*Exercise requirements*
Report each line in the data below that contains the string "pitch", copying every such line in full. Matching is case-sensitive.
══════════════════════════════
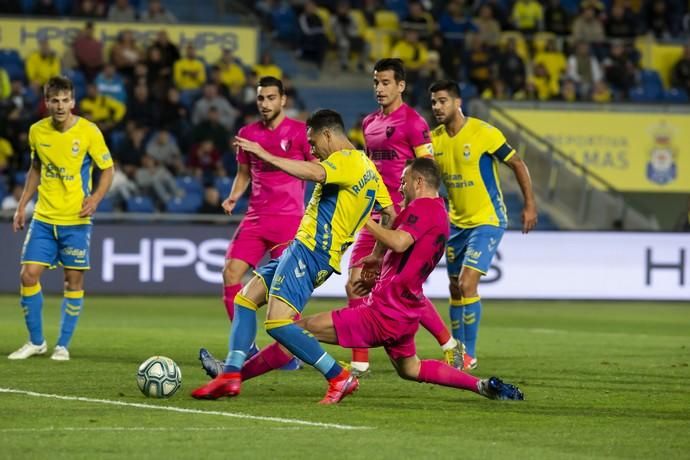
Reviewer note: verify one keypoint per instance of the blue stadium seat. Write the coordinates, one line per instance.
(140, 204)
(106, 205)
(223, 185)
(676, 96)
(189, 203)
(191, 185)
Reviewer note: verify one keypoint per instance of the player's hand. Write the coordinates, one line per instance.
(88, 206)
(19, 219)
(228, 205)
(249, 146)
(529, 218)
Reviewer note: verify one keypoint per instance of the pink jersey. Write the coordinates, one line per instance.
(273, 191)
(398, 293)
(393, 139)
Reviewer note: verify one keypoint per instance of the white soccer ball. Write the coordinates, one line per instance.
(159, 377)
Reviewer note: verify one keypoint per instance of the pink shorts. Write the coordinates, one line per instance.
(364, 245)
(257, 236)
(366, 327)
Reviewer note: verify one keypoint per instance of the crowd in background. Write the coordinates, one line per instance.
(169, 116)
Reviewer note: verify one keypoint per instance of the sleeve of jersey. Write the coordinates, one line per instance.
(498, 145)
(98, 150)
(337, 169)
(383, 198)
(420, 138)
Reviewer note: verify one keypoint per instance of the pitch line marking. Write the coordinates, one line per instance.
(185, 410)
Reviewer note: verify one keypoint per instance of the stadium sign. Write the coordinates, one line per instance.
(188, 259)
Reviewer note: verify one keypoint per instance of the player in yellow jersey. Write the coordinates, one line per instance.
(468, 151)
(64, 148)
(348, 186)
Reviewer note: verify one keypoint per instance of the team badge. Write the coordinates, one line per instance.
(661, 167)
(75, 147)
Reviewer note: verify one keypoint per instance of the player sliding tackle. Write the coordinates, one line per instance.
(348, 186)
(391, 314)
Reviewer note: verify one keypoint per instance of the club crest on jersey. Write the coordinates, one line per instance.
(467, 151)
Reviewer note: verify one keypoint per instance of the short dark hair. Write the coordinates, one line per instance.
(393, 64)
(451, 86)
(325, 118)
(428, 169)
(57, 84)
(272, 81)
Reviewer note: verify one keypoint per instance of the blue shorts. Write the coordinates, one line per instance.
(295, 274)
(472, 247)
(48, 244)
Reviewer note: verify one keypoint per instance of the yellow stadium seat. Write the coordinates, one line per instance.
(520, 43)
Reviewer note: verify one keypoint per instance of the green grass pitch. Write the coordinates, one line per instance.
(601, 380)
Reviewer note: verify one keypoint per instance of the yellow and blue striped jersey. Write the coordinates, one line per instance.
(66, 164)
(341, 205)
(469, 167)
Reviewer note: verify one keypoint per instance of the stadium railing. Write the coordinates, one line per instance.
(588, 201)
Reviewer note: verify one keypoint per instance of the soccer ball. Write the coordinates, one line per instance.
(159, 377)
══════════════════════════════
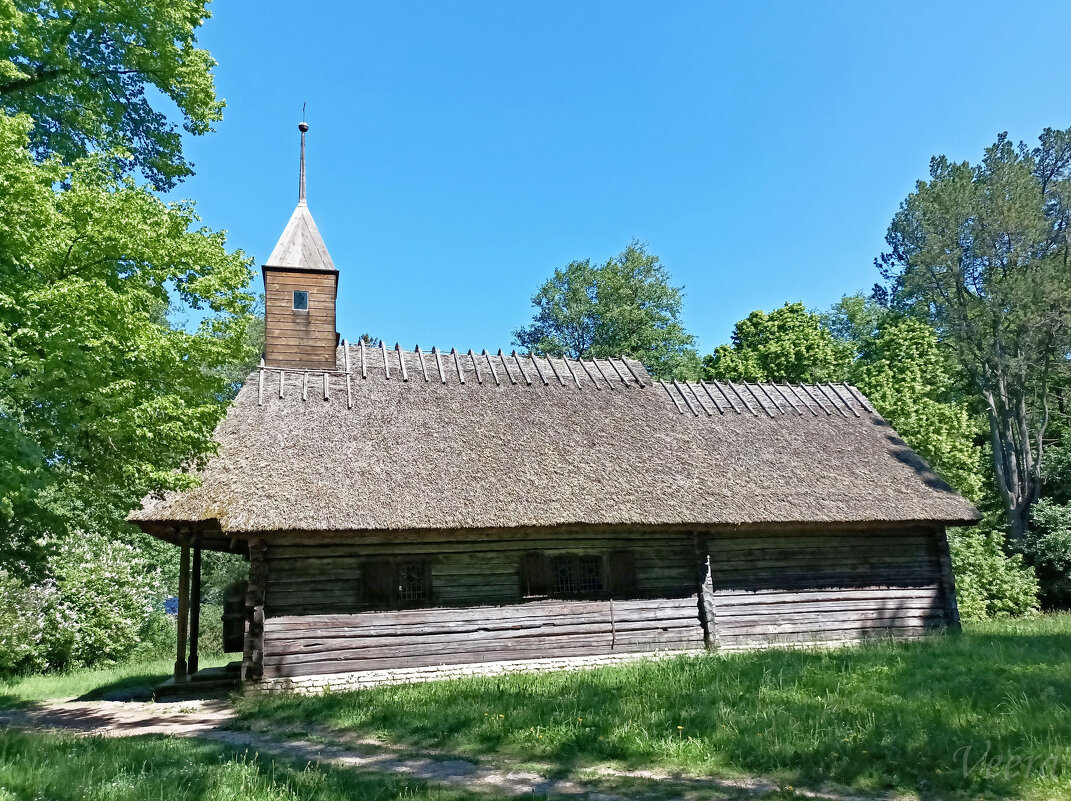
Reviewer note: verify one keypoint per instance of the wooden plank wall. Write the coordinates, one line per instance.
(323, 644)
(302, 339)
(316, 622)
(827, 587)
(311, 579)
══════════════════════════════
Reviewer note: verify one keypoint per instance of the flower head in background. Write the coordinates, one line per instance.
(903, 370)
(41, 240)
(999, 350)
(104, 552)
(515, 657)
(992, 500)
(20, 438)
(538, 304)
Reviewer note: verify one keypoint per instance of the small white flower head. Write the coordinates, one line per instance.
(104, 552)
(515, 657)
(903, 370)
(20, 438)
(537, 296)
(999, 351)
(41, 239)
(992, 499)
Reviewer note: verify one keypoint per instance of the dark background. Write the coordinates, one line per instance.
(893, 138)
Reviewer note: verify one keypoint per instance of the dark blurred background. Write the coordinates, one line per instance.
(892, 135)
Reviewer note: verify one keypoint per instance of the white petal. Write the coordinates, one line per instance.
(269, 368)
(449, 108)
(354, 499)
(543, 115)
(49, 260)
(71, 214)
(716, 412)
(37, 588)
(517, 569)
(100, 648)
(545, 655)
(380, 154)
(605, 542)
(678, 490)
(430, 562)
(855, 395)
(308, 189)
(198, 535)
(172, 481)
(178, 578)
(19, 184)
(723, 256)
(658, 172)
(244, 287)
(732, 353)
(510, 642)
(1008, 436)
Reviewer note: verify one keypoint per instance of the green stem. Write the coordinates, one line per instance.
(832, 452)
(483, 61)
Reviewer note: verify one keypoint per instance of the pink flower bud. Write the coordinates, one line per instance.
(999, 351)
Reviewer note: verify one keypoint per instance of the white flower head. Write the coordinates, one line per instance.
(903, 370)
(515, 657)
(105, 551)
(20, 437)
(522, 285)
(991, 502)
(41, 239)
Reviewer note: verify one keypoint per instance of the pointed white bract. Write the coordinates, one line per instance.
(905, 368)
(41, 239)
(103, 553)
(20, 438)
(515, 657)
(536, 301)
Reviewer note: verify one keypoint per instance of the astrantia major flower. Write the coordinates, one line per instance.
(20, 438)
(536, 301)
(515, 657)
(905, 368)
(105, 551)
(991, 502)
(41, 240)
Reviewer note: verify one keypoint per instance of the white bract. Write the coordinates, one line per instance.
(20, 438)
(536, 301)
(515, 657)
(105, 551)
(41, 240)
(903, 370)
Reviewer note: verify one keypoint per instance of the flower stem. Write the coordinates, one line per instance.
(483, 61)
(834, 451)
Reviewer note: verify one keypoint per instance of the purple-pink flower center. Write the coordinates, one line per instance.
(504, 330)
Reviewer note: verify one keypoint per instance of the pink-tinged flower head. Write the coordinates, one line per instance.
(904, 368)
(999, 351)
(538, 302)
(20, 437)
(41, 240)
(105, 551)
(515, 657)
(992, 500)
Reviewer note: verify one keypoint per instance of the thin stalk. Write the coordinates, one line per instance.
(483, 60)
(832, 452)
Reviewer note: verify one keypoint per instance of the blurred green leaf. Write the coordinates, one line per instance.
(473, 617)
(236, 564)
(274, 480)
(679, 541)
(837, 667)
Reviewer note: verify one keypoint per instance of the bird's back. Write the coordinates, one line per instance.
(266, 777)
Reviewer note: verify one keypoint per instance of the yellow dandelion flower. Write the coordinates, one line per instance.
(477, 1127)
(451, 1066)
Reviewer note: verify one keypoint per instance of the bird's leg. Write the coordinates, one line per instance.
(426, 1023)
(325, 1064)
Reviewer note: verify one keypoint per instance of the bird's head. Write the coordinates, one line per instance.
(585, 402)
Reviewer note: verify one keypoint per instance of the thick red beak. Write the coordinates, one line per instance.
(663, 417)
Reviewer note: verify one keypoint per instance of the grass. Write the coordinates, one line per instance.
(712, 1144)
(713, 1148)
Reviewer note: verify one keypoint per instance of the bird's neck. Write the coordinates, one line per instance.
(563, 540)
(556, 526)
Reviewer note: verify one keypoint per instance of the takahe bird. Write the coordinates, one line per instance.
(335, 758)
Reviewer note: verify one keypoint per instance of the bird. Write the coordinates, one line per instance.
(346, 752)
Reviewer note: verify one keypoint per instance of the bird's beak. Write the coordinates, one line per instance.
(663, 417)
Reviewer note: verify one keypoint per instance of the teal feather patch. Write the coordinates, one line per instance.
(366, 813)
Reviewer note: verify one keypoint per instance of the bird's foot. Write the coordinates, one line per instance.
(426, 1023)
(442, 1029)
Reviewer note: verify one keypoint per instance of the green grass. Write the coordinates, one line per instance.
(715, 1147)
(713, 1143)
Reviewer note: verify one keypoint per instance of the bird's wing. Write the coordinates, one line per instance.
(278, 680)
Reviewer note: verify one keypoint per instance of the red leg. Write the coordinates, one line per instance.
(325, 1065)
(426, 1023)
══════════════════════════════
*The solution*
Reviewer note: verify one keypoint per instance of the pitch line marking. Write the coordinates, one line per instance.
Reviewer note: verify one keypoint per instance of the green grass pitch. Write the coordinates, one line per instance.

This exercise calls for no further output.